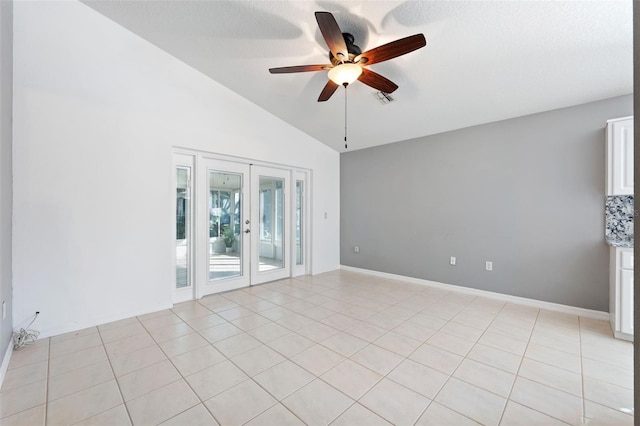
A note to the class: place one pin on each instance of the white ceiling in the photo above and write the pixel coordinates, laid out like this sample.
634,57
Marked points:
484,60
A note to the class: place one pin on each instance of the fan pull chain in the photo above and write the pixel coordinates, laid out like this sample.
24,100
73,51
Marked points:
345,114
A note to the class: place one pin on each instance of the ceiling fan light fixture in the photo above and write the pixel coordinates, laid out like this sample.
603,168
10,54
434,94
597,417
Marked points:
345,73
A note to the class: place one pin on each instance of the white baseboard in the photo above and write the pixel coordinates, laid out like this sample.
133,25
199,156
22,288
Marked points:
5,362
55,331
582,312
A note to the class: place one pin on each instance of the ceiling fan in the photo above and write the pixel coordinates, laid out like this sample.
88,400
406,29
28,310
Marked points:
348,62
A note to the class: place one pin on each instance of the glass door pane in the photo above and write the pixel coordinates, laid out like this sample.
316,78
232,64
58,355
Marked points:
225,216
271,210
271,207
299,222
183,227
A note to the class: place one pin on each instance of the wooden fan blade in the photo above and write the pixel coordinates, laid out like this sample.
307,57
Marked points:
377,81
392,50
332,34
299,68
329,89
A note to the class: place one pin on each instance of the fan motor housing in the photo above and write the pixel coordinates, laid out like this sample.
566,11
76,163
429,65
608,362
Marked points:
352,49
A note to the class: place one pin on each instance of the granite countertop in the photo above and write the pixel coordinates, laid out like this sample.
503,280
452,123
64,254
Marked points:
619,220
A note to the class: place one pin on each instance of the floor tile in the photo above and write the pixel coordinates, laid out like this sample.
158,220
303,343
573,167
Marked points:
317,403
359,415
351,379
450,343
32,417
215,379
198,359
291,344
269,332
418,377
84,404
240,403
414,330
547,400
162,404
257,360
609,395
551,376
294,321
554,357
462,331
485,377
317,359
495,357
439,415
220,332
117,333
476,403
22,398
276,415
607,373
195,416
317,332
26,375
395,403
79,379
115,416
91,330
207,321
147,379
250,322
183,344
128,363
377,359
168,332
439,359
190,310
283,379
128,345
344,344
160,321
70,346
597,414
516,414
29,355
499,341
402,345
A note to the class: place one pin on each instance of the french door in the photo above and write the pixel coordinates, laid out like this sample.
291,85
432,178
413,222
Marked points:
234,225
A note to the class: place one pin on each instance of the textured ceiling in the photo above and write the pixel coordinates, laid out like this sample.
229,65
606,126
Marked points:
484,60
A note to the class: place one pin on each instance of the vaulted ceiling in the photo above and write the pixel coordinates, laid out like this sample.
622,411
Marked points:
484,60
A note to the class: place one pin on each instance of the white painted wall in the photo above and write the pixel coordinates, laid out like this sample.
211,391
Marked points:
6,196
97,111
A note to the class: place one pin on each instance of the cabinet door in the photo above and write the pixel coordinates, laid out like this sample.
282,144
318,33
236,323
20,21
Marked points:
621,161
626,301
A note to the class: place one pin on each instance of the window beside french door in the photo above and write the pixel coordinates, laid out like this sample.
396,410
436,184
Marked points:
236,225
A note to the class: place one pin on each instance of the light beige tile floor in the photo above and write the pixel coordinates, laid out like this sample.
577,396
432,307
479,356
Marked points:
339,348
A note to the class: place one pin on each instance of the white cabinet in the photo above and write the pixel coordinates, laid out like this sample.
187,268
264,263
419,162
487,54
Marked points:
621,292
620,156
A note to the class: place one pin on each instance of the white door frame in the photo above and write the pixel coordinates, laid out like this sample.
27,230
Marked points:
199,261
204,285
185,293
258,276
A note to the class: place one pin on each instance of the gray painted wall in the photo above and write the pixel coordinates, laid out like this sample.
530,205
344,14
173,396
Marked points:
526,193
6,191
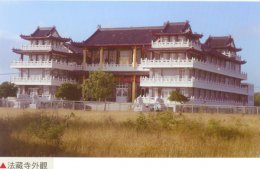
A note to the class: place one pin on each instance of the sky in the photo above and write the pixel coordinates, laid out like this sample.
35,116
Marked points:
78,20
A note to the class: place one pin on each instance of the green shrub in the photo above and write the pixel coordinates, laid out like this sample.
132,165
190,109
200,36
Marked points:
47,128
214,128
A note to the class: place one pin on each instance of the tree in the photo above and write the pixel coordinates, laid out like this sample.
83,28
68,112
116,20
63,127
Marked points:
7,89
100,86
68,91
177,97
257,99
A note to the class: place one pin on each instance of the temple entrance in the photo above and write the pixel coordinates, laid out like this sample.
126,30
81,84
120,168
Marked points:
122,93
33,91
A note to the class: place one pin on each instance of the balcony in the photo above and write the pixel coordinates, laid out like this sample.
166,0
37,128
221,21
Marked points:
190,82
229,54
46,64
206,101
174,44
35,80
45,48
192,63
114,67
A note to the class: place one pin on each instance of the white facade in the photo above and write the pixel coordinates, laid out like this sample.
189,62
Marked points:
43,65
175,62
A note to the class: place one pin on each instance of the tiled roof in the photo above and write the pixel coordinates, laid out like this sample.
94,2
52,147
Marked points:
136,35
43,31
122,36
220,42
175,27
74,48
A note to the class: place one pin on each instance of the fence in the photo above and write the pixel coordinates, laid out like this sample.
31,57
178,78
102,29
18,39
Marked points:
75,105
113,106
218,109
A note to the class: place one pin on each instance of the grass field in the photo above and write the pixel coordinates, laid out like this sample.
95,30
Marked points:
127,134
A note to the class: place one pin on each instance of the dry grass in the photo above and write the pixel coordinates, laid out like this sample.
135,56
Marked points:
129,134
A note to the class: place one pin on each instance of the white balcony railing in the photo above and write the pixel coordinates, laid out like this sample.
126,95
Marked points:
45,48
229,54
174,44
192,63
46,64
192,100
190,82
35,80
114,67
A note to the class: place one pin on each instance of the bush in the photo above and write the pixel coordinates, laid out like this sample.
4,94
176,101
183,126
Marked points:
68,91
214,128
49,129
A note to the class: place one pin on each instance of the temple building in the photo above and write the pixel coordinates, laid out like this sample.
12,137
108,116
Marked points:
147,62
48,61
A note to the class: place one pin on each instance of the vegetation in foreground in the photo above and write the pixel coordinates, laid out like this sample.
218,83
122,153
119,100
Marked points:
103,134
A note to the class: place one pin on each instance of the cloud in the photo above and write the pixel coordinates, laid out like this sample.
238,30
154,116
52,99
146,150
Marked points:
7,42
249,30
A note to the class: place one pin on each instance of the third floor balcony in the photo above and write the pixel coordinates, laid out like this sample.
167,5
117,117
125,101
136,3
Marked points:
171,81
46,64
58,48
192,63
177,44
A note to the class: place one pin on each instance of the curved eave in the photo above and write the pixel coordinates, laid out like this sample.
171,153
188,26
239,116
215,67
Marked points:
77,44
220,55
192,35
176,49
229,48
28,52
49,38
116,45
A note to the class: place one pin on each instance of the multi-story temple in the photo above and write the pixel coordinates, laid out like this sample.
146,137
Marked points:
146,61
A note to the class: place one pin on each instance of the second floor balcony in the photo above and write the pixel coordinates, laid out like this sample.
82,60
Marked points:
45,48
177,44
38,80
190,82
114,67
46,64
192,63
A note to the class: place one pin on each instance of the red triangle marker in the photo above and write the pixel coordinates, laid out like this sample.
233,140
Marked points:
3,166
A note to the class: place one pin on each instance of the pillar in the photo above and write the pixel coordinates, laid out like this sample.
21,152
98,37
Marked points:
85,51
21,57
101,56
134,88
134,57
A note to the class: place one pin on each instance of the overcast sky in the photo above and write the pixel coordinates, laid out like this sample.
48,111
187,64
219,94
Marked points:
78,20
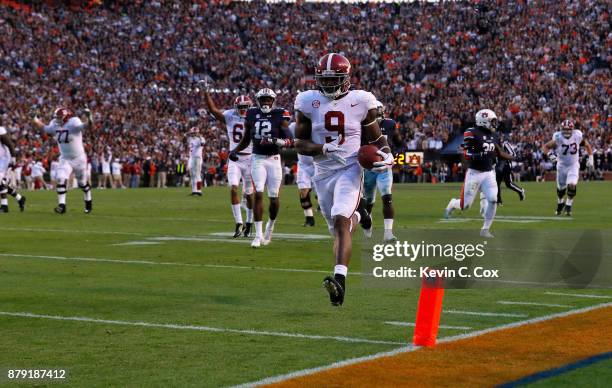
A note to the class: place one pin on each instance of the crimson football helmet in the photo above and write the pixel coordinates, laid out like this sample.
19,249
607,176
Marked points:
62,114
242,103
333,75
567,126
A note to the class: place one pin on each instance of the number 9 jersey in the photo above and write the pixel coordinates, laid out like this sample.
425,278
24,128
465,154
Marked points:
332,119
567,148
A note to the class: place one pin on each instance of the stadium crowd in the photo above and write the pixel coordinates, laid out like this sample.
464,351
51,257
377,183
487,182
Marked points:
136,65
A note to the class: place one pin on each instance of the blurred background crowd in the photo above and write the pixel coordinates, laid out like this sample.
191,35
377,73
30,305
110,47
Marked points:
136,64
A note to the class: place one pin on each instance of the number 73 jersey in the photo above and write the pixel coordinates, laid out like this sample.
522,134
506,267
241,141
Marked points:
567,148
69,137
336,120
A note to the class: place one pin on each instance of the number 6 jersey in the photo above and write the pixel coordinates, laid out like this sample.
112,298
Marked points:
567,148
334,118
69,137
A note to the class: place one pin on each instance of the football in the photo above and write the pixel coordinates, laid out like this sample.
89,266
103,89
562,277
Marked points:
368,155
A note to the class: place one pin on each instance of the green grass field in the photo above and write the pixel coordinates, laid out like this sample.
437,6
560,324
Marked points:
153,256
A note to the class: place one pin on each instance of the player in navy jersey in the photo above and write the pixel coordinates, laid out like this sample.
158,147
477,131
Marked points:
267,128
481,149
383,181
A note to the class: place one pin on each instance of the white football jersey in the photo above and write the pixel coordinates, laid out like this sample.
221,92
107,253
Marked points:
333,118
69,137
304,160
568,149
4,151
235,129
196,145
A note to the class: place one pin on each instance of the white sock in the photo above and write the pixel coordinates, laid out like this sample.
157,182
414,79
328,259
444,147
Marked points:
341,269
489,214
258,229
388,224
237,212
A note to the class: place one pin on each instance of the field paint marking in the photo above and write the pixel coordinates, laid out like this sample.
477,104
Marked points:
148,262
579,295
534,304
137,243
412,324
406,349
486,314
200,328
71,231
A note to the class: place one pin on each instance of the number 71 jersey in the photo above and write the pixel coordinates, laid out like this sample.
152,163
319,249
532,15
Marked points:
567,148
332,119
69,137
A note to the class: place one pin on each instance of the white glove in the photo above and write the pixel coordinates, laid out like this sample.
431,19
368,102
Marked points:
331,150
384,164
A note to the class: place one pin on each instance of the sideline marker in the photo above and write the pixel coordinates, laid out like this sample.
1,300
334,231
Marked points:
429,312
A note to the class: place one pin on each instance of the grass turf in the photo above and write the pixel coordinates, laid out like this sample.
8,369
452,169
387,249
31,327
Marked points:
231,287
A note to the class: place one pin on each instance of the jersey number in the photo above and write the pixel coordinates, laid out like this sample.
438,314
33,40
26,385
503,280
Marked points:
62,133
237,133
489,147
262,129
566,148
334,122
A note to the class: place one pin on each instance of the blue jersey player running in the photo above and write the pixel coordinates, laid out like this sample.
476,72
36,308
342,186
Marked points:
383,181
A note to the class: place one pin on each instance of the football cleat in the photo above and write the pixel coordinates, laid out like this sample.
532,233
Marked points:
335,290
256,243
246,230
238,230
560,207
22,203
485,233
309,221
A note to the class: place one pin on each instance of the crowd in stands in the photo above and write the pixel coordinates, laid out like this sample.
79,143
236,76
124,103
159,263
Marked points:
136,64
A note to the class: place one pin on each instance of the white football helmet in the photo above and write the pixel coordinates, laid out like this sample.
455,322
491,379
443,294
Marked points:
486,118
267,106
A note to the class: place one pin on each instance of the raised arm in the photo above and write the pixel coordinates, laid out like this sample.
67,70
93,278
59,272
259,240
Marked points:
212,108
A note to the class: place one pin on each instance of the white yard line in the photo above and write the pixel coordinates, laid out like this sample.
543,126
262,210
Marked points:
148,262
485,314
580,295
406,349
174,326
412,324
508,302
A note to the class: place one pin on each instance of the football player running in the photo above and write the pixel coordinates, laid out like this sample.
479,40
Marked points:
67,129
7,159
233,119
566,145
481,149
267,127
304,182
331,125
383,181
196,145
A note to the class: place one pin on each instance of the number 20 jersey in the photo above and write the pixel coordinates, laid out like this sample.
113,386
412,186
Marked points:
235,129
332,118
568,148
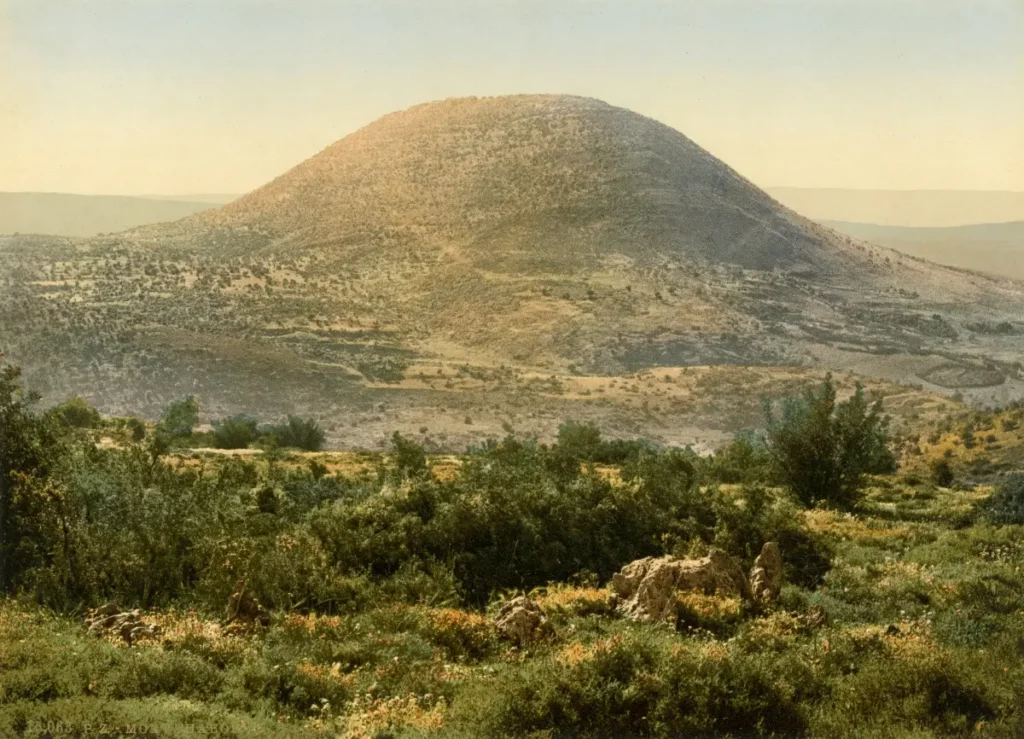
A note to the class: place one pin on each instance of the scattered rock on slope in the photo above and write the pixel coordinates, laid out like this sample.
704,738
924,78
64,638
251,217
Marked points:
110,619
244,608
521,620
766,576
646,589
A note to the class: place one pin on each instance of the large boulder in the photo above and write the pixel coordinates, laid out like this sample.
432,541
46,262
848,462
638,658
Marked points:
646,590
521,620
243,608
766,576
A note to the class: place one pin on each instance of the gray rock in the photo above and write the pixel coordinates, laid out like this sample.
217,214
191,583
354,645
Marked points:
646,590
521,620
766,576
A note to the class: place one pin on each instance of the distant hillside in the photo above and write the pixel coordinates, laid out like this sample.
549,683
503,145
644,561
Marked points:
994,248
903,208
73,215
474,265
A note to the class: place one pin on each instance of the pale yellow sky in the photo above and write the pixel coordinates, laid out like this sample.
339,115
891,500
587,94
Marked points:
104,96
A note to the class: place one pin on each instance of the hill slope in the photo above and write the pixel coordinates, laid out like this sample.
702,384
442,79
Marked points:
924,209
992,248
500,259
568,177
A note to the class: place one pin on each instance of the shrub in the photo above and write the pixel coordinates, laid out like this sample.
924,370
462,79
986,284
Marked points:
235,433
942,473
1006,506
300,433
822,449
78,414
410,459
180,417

▬▬▬▬▬▬

Give back exactly the lines from the one containing "of the pale" to the end of the material, both ends included.

A note to the class: place one pin on each instance of the pale yellow sky in the photo above and write the pixel coordinates, laid out like this sample.
339,115
891,500
587,94
Marked points:
104,96
A note to the class: place one pin on each instance of the hill slope in the photo above and write the pixel coordinates, laid out like this sample.
702,384
442,79
Marked points:
924,209
992,248
500,259
568,177
A note to the class: place one pin on each instance of the shrub in the photo above and write the pixel coordinates, laid out like this sample.
924,370
462,79
986,284
Marked points:
235,433
942,473
1006,506
300,433
822,449
78,414
410,459
180,417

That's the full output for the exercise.